= Texte à lire =

La généralisation du télétravail, est un nouveau marché qui s’ouvre pour ces espaces de co-working. Morning, créateur d'espaces de travail partagés, compte proposer un nouveau service dès la rentrée : de petits espaces de travail installés dans la banlieue parisienne pour les salariés qui ne vont pas au bureau mais qui n’ont pas n’ont plus envie de rester travailler chez eux. 

"Ce n’est pas toujours simple avec les enfants à la maison le mercredi après-midi, ou si son conjoint est malade", décrypte son dirigeant Clément Alteresco. Sans compter, on l’a vu, que tout le monde n’est pas logé à la même enseigne, entre ceux qui habitent un petit appartement et ceux qui vivent en maison, avec la possibilité de dédier une pièce à son bureau. "C’est un sujet donc vont se saisir les syndicats", parie le dirigeant. "Parce qu’il faut que l’employeur puisse garantir une certaine équité entre ses salariés."

Plusieurs grands groupes, comme Danone, réfléchissent déjà à proposer ces tiers lieu de travail à leurs salariés.  

Le marché est facile à chiffrer, estime-t-il. "Imaginons que les deux millions de personnes qui pourraient télétravailler en Île-de-France le fassent une journée par semaine. Ça ferait 500 000 personnes en télétravail par jour. Si seulement 20% d’entre elles voulaient travailler en dehors de chez elle, ça ferait déjà 100 000 bureaux de proximité à trouver et à mettre à disposition chaque jour." Plusieurs grands groupes, comme Danone, réfléchissent déjà à proposer ces tiers lieu de travail à leurs salariés. 

Le Zoom de la rédaction
4 min

Le télétravail jouera-t-il sur les salaires ? 

Le management à la pendule a-t-il vécu ? Sûrement pas partout. Mais la crise a sans doute levé certains tabous et contraint les chefs d’entreprises à accéder plus facile à la demande de télétravail. Avec toutes les questions qui y sont liées : faut-il un forfait de télétravail au mois ou au jour, pour garantir une présence des salariés dans les locaux, ne pas les "perdre de vue" ? Comment gérer la mobilité des salariés, les déménagements qui s’organisent ? Quelles compensations financières sont-ils en droit d'exiger de leurs employeurs ? Les entreprises vont-elles recruter dans un périmètre plus large, sans regarder le lieu de résidence ? Voire à l’étranger ? La question de la mise en concurrence des travailleurs et de l'émergence de "télémigrants" pourrait bien un jour se poser.

= Matériel fourni =
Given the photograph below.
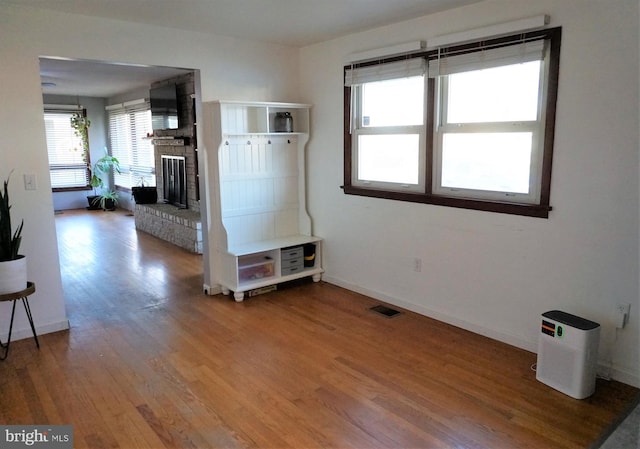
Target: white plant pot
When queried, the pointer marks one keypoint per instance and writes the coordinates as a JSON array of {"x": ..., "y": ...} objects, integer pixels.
[{"x": 13, "y": 275}]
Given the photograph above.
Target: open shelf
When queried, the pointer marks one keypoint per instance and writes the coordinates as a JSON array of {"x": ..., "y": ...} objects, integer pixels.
[{"x": 261, "y": 185}]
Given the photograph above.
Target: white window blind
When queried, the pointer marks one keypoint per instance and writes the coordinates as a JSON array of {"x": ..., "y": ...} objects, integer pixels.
[
  {"x": 67, "y": 167},
  {"x": 380, "y": 72},
  {"x": 487, "y": 58},
  {"x": 129, "y": 124}
]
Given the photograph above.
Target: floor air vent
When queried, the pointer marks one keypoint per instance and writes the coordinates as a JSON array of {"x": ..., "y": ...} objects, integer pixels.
[{"x": 386, "y": 311}]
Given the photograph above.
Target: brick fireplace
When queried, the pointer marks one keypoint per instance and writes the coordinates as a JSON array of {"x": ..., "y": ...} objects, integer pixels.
[{"x": 178, "y": 223}]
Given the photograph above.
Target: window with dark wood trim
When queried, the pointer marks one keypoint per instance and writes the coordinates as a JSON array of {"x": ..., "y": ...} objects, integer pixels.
[{"x": 496, "y": 162}]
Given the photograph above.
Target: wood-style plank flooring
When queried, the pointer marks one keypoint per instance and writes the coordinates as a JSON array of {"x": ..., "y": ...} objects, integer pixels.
[{"x": 151, "y": 362}]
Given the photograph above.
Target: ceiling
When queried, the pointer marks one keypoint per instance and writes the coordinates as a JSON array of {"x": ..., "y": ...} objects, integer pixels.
[
  {"x": 295, "y": 23},
  {"x": 288, "y": 22}
]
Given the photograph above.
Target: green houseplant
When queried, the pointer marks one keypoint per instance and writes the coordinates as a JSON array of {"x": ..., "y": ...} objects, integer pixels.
[
  {"x": 103, "y": 198},
  {"x": 13, "y": 266}
]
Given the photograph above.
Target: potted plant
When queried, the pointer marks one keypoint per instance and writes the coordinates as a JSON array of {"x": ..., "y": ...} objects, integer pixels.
[
  {"x": 102, "y": 196},
  {"x": 143, "y": 194},
  {"x": 108, "y": 200},
  {"x": 13, "y": 266}
]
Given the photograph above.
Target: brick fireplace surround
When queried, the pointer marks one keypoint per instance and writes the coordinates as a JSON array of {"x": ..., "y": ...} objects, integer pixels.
[{"x": 182, "y": 227}]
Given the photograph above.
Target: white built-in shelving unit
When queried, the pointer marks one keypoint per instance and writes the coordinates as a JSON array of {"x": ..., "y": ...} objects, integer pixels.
[{"x": 261, "y": 226}]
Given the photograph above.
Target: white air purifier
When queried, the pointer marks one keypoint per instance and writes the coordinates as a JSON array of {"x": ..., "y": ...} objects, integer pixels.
[{"x": 568, "y": 353}]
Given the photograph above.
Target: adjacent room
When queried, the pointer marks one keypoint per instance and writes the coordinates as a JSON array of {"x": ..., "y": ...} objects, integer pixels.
[{"x": 372, "y": 224}]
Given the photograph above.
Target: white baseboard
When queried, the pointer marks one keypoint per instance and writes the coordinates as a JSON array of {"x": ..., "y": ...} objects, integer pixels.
[
  {"x": 41, "y": 329},
  {"x": 614, "y": 372},
  {"x": 211, "y": 289}
]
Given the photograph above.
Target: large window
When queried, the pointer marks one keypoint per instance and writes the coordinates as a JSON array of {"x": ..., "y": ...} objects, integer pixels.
[
  {"x": 466, "y": 126},
  {"x": 129, "y": 125},
  {"x": 67, "y": 166}
]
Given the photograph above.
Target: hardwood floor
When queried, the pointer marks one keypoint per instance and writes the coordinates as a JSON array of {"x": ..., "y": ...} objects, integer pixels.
[{"x": 152, "y": 362}]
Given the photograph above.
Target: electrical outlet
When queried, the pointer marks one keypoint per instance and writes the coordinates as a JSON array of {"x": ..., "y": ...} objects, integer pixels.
[
  {"x": 30, "y": 181},
  {"x": 622, "y": 314}
]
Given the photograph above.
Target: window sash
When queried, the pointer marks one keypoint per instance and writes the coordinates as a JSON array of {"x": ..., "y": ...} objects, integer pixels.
[
  {"x": 498, "y": 58},
  {"x": 67, "y": 166},
  {"x": 544, "y": 143},
  {"x": 392, "y": 159}
]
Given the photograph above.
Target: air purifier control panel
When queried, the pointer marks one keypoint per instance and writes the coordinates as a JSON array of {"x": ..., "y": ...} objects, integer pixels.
[{"x": 567, "y": 353}]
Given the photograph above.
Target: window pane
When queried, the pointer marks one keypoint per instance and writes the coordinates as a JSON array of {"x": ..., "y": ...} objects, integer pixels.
[
  {"x": 493, "y": 161},
  {"x": 394, "y": 102},
  {"x": 501, "y": 94},
  {"x": 389, "y": 158}
]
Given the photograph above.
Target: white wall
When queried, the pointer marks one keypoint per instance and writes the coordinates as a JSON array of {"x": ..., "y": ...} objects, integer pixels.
[
  {"x": 492, "y": 273},
  {"x": 230, "y": 69}
]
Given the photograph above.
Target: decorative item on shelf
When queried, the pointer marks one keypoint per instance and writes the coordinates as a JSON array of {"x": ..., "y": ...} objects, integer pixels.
[
  {"x": 143, "y": 194},
  {"x": 13, "y": 266},
  {"x": 283, "y": 122},
  {"x": 105, "y": 199}
]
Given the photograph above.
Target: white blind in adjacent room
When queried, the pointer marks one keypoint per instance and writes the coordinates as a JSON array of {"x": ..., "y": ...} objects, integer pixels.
[
  {"x": 129, "y": 124},
  {"x": 67, "y": 167}
]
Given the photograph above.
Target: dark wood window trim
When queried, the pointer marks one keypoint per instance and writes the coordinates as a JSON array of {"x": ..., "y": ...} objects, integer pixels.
[{"x": 540, "y": 210}]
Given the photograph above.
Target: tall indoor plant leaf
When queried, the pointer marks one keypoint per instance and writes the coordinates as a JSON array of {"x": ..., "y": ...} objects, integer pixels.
[{"x": 9, "y": 242}]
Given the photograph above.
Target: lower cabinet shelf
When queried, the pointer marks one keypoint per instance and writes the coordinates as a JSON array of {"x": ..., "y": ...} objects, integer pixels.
[{"x": 269, "y": 263}]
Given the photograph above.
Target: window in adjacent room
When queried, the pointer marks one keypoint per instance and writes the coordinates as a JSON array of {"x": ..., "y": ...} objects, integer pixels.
[
  {"x": 129, "y": 125},
  {"x": 474, "y": 131},
  {"x": 67, "y": 167}
]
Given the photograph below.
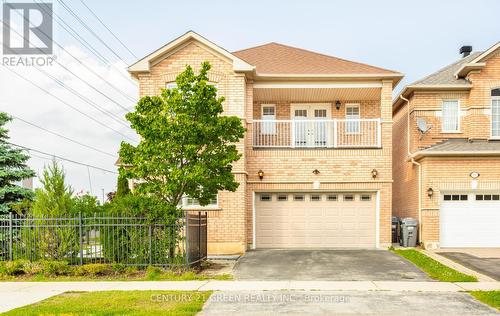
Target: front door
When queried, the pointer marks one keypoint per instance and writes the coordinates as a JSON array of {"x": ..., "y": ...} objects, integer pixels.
[{"x": 311, "y": 125}]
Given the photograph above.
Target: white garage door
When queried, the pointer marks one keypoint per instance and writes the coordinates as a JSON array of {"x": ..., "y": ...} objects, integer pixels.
[
  {"x": 315, "y": 220},
  {"x": 470, "y": 220}
]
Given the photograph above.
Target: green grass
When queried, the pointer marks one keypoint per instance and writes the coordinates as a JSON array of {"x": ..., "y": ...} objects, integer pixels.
[
  {"x": 118, "y": 303},
  {"x": 433, "y": 268},
  {"x": 491, "y": 298}
]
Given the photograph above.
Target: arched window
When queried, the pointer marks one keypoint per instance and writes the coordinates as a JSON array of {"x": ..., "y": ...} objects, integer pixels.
[{"x": 495, "y": 113}]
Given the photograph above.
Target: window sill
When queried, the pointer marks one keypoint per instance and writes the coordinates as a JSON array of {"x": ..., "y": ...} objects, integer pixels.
[{"x": 202, "y": 208}]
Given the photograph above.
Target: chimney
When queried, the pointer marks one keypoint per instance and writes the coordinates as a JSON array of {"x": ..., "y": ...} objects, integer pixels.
[{"x": 465, "y": 50}]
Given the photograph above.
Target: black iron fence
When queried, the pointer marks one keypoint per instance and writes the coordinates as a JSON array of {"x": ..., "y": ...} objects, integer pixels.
[{"x": 105, "y": 239}]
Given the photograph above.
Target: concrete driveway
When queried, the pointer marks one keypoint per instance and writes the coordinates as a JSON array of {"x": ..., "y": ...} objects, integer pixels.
[
  {"x": 485, "y": 261},
  {"x": 343, "y": 303},
  {"x": 333, "y": 265}
]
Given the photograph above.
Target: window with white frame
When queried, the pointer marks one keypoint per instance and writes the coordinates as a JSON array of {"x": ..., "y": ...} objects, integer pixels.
[
  {"x": 451, "y": 116},
  {"x": 189, "y": 202},
  {"x": 268, "y": 117},
  {"x": 495, "y": 113},
  {"x": 171, "y": 85},
  {"x": 352, "y": 114}
]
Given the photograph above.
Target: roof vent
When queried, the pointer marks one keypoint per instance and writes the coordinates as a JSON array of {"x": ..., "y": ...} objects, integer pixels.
[{"x": 465, "y": 50}]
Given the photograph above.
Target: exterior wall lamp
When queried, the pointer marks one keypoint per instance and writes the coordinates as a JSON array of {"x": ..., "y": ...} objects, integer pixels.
[
  {"x": 260, "y": 173},
  {"x": 430, "y": 192}
]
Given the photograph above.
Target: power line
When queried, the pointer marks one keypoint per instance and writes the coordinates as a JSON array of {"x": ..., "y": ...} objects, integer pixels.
[
  {"x": 79, "y": 78},
  {"x": 62, "y": 158},
  {"x": 89, "y": 29},
  {"x": 59, "y": 20},
  {"x": 84, "y": 98},
  {"x": 67, "y": 104},
  {"x": 107, "y": 28},
  {"x": 75, "y": 58},
  {"x": 62, "y": 136}
]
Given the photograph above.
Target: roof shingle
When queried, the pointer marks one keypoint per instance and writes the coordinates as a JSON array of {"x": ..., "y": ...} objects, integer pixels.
[
  {"x": 446, "y": 75},
  {"x": 274, "y": 58}
]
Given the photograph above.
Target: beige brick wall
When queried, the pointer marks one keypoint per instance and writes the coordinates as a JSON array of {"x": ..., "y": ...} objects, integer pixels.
[
  {"x": 230, "y": 227},
  {"x": 451, "y": 174}
]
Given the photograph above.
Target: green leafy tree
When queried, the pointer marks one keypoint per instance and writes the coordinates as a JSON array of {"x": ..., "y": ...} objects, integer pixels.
[
  {"x": 187, "y": 147},
  {"x": 53, "y": 200},
  {"x": 122, "y": 188},
  {"x": 12, "y": 168}
]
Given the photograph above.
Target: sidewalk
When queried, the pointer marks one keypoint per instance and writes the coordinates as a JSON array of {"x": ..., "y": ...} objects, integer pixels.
[{"x": 17, "y": 294}]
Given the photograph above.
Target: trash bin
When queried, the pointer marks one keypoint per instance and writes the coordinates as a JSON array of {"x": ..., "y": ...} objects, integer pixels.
[
  {"x": 394, "y": 229},
  {"x": 408, "y": 233}
]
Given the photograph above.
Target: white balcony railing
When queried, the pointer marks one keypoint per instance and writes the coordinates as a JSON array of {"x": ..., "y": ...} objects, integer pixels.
[{"x": 363, "y": 133}]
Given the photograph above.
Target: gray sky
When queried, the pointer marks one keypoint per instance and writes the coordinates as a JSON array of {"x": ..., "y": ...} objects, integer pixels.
[{"x": 414, "y": 37}]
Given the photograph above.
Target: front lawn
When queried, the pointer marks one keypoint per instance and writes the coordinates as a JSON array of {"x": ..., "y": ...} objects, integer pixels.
[
  {"x": 433, "y": 268},
  {"x": 118, "y": 303},
  {"x": 491, "y": 298}
]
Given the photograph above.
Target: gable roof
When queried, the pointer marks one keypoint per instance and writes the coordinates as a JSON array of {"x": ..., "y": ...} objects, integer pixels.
[
  {"x": 461, "y": 147},
  {"x": 274, "y": 60},
  {"x": 451, "y": 77},
  {"x": 446, "y": 75},
  {"x": 143, "y": 65},
  {"x": 278, "y": 59}
]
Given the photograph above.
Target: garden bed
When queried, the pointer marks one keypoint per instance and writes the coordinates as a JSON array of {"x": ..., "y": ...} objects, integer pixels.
[{"x": 23, "y": 270}]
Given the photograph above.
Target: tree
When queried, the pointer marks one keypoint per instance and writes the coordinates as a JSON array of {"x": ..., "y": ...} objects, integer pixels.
[
  {"x": 13, "y": 168},
  {"x": 122, "y": 188},
  {"x": 54, "y": 198},
  {"x": 187, "y": 147},
  {"x": 54, "y": 201}
]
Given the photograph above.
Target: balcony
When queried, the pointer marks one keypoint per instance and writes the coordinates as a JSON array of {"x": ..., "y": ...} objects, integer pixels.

= Consignes de l'exercice =
- A) Pour chacune des affirmations suivantes, précisez par oui ou par non si elle concorde avec le texte sur le télétravail, en citant les mots décisifs de celui-ci. (i) Morning prévoit d'installer de petits espaces de travail dans la banlieue parisienne. (ii) Selon le dirigeant de Morning, le marché est difficile à chiffrer. (iii) Danone propose déjà des tiers lieux de travail à ses salariés.
- B) Rédigez la suite du texte sur le télétravail en reprenant après sa dernière phrase.

= Réponses fournies =
- A)
(i) Oui : « de petits espaces de travail installés dans la banlieue parisienne ».
(ii) Non : « Le marché est facile à chiffrer, estime-t-il. »
(iii) Non : « Plusieurs grands groupes, comme Danone, réfléchissent déjà à proposer ces tiers lieu de travail à leurs salariés. »

- B)
Il pourrait aussi y avoir un effet sur les salaires ; une tentation à la modération salariale si l’employeur conçoit la possibilité de télétravailler comme un avantage. "C’est possible qu’à la marge, un salarié préfère un emploi à 1 800 euros avec du télétravail plutôt qu’un autre à 1 900 euros sans télétravail. Dans ce cas-là, le télétravail peut avoir un effet de modération salariale", confirme Cyprien Batut, économiste à la Direction générale du Trésor. 

Il s’est penché sur les conséquences économiques du télétravail, l’impact sur la productivité. "D’un côté, il peut y avoir une augmentation de la quantité de travail (temps de transport économisé) et de la productivité horaire (concentration plus grande), mais il faut faire attention aux conditions de se mise en place". D'où l'importance du dialogue social et de la négociation d'entreprise sur cette question.

"C’est un saut dans l’inconnu", reconnait la DRH de la Maif Evelyne Llauro-Barrès. "Ça fait toujours un peu peur mais ça offre de nouvelles perspectives". Et elle conclut. "Il faut qu’on aille jusqu’au bout de l’exercice. Et cela va sûrement bousculer des choses profondes que l’on ne voit pas du tout pour le moment"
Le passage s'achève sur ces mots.